__Page text__.
* * * * *

# DATASCI 503, Homework 2: K-Nearest Neighbors and Bias-Variance Tradeoff

This assignment covers **K-Nearest Neighbors (KNN)**, a non-parametric method for classification and regression, and the **bias-variance tradeoff**, which describes how model complexity affects prediction error.

## K-Nearest Neighbors

Consider the following dataset $\mathcal{D} = \{(x^{(i)}, y^{(i)})\}_{i=1}^{6}$ where each $x^{(i)} \in \mathbb{R}^3$ and $y^{(i)} \in \{\text{Red}, \text{Green}\}$:

| $i$ | $x^{(i)}$ | $y^{(i)}$ |
|-----|-----------|----------|
| 1 | $(0, 3, 0)$ | Red |
| 2 | $(2, 0, 0)$ | Red |
| 3 | $(0, 1, 3)$ | Red |
| 4 | $(0, 1, 2)$ | Green |
| 5 | $(-1, 0, 1)$ | Green |
| 6 | $(1, 1, 2)$ | Green |

We want to classify a test point $x^{(te)} = (0, 0, 0)$ using K-nearest neighbors with squared Euclidean distance $d(a, b) = \sum_{j=1}^{3}(a_j - b_j)^2$.

---

**Problem 1a:** Compute Distances

Compute the squared Euclidean distance from the test point $x^{(te)} = (0, 0, 0)$ to each of the six training points.

> BEGIN SOLUTION

$d(x^{(te)}, x^{(1)}) = (0-0)^2 + (0-3)^2 + (0-0)^2 = 9$

$d(x^{(te)}, x^{(2)}) = (0-2)^2 + (0-0)^2 + (0-0)^2 = 4$

$d(x^{(te)}, x^{(3)}) = (0-0)^2 + (0-1)^2 + (0-3)^2 = 10$

$d(x^{(te)}, x^{(4)}) = (0-0)^2 + (0-1)^2 + (0-2)^2 = 5$

$d(x^{(te)}, x^{(5)}) = (0-(-1))^2 + (0-0)^2 + (0-1)^2 = 2$

$d(x^{(te)}, x^{(6)}) = (0-1)^2 + (0-1)^2 + (0-2)^2 = 6$
> END SOLUTION

---

**Problem 1b:** K=3 Classification

Using your computed distances, what is the predicted class $\hat{y}^{(3)}(x^{(te)}; \mathcal{D})$ when $K = 3$? Explain your reasoning.

> BEGIN SOLUTION

For $K = 3$, $\hat{y}^{(3)}(x^{(te)}; \mathcal{D}) = \mathrm{Green}$. This is because the closest 3 points are $x^{(5)}$ (which is Green), $x^{(2)}$ (which is Red), and $x^{(4)}$ (which is Green); the majority class is Green.
> END SOLUTION


---

**Problem 1c:** K=1 Classification

What is the predicted class $\hat{y}^{(1)}(x^{(te)}; \mathcal{D})$ when $K = 1$? Explain your reasoning.

* * * * *

[Items from a data source]
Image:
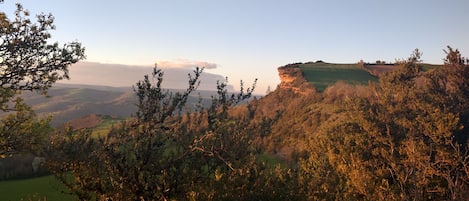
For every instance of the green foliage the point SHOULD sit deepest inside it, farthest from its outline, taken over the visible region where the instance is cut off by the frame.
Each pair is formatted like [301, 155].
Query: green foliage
[28, 63]
[400, 143]
[404, 137]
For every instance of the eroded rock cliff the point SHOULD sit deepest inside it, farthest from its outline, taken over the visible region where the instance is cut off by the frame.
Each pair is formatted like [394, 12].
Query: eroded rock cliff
[291, 78]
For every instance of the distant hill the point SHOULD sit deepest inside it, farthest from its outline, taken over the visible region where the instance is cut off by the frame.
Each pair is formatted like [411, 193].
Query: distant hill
[68, 102]
[321, 74]
[119, 75]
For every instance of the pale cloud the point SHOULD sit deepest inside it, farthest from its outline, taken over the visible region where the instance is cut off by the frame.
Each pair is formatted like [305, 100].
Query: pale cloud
[183, 63]
[117, 75]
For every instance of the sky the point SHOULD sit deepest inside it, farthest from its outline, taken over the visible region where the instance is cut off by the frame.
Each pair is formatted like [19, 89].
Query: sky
[248, 39]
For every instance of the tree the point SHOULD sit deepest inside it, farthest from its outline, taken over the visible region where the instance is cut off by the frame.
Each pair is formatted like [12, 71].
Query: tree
[28, 63]
[401, 142]
[163, 153]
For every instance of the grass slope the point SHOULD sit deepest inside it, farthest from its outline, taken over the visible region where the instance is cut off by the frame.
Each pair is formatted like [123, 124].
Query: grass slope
[40, 188]
[321, 75]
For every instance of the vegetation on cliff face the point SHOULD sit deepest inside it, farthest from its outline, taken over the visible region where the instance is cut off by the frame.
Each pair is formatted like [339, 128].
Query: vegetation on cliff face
[404, 137]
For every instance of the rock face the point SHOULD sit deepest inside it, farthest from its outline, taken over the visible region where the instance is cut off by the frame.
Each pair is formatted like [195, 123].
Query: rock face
[291, 78]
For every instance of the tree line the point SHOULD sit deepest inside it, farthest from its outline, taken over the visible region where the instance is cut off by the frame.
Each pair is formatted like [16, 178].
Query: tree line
[404, 137]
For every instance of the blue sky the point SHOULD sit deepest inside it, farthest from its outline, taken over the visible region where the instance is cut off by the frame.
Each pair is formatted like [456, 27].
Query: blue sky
[249, 39]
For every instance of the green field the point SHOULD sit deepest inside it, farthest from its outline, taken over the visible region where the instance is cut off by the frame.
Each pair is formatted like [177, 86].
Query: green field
[106, 126]
[40, 188]
[321, 75]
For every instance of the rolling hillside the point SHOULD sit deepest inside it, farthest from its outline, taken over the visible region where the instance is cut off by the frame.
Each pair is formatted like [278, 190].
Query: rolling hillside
[67, 102]
[321, 74]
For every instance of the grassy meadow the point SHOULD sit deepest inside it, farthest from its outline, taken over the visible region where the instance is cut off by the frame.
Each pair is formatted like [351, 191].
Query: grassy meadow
[322, 75]
[39, 188]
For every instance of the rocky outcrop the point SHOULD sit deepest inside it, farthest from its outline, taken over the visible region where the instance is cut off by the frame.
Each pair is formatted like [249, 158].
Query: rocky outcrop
[291, 78]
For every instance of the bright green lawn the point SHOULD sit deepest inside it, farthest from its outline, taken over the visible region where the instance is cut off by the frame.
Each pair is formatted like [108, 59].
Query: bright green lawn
[40, 188]
[322, 75]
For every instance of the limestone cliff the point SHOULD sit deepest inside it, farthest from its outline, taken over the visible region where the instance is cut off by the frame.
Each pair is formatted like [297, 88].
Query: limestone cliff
[291, 78]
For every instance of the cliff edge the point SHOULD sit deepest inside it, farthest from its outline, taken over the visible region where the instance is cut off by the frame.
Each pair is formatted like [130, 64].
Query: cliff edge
[291, 78]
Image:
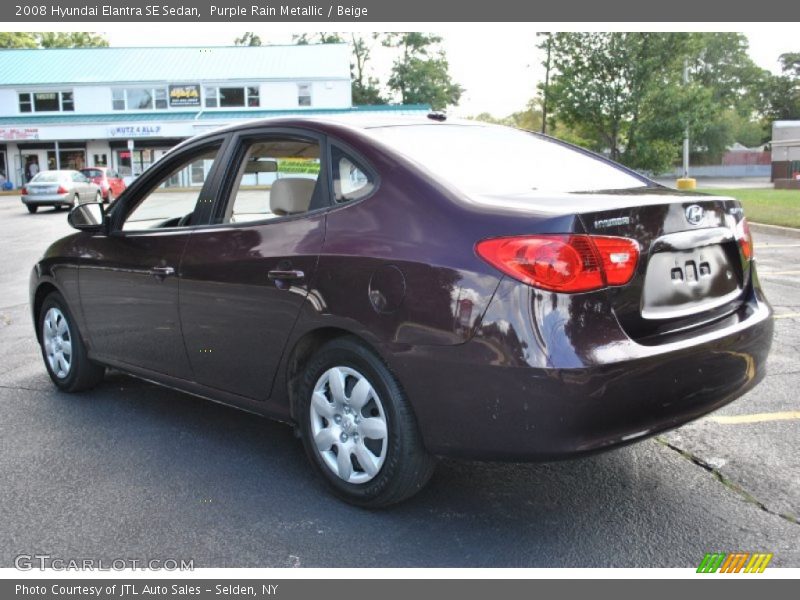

* * * * *

__Written request 1__.
From the KNN homework, copy the passage that begins at the words "We want to classify" and stops after the words "six training points.".
__Written request 2__.
Answer these questions using the KNN homework, please:
(a) What are the coordinates of the test point to be classified?
(b) What squared Euclidean distance does the solution give from the test point to x^(3)?
(c) What class does the solution predict when K = 3?
__Written request 3__.
Go on with the KNN homework, starting right after its final sentence.

__Expected output 1__.
We want to classify a test point $x^{(te)} = (0, 0, 0)$ using K-nearest neighbors with squared Euclidean distance $d(a, b) = \sum_{j=1}^{3}(a_j - b_j)^2$.

---

**Problem 1a:** Compute Distances

Compute the squared Euclidean distance from the test point $x^{(te)} = (0, 0, 0)$ to each of the six training points.

__Expected output 2__.
(a) (0, 0, 0)
(b) 10
(c) Green

__Expected output 3__.
> BEGIN SOLUTION

For $K = 1$, $\hat{y}^{(1)}(x^{(te)}; \mathcal{D}) = \mathrm{Green}$ as well, because the closest point is $x^{(5)}$ (Green), and the majority class among this single neighbor is Green.
> END SOLUTION


---

**Problem 1d:** Comparing K Values

True or False: In a typical data-generating process where outliers and noise are present, $K = 3$ tends to give more consistent predictions than $K = 1$. Explain your reasoning.

> BEGIN SOLUTION

True.

In a typical data-generating process where outliers and noise are present, $K=3$ tends to give more consistent predictions. This is because it considers more neighbors, which helps smooth out the effect of noisy or outlier data points.
> END SOLUTION


## Bias-Variance Tradeoff

---

**Problem 2a:** Training Error and Flexibility

True or False: The predictive error on training data generally decreases as the model becomes more flexible. Explain your reasoning.

> BEGIN SOLUTION

True.

The predictive error on the training data generally decreases as the model becomes more flexible. A more flexible model can fit the training data more closely, reducing training error.
> END SOLUTION


---

**Problem 2b:** Test Error and Flexibility

Describe how the predictive error on test data typically changes as model flexibility increases. What phenomenon explains this behavior?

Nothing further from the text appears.